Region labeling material

━━━━━━

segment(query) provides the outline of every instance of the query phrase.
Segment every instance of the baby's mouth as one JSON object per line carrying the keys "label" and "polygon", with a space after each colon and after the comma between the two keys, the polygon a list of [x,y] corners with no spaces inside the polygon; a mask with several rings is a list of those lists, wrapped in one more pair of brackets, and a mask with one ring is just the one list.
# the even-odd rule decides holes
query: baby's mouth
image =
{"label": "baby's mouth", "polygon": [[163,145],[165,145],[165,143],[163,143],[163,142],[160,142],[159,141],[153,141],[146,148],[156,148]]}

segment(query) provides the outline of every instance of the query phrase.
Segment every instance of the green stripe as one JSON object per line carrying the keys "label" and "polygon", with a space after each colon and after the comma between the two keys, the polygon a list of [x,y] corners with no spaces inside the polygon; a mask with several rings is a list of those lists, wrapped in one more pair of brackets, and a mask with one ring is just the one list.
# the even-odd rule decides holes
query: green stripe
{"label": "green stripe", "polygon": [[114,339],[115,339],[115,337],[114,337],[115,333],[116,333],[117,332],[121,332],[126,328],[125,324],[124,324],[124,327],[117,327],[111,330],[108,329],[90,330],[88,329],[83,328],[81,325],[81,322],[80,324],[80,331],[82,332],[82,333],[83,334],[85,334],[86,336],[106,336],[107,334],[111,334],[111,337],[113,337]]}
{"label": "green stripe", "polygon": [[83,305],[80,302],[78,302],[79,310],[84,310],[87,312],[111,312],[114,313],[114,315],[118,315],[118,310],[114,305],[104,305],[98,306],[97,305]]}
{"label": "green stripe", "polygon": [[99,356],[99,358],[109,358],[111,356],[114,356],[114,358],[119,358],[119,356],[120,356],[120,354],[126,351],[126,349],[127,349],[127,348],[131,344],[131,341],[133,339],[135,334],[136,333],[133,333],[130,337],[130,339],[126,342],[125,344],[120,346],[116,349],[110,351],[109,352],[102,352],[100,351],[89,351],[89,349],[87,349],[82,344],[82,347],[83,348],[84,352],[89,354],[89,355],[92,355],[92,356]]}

━━━━━━

*TASK DESCRIPTION*:
Tally the lines of the material above that contain the string "query", treating uppercase and lowercase as different. Give only the number.

*WORKED ANSWER*:
4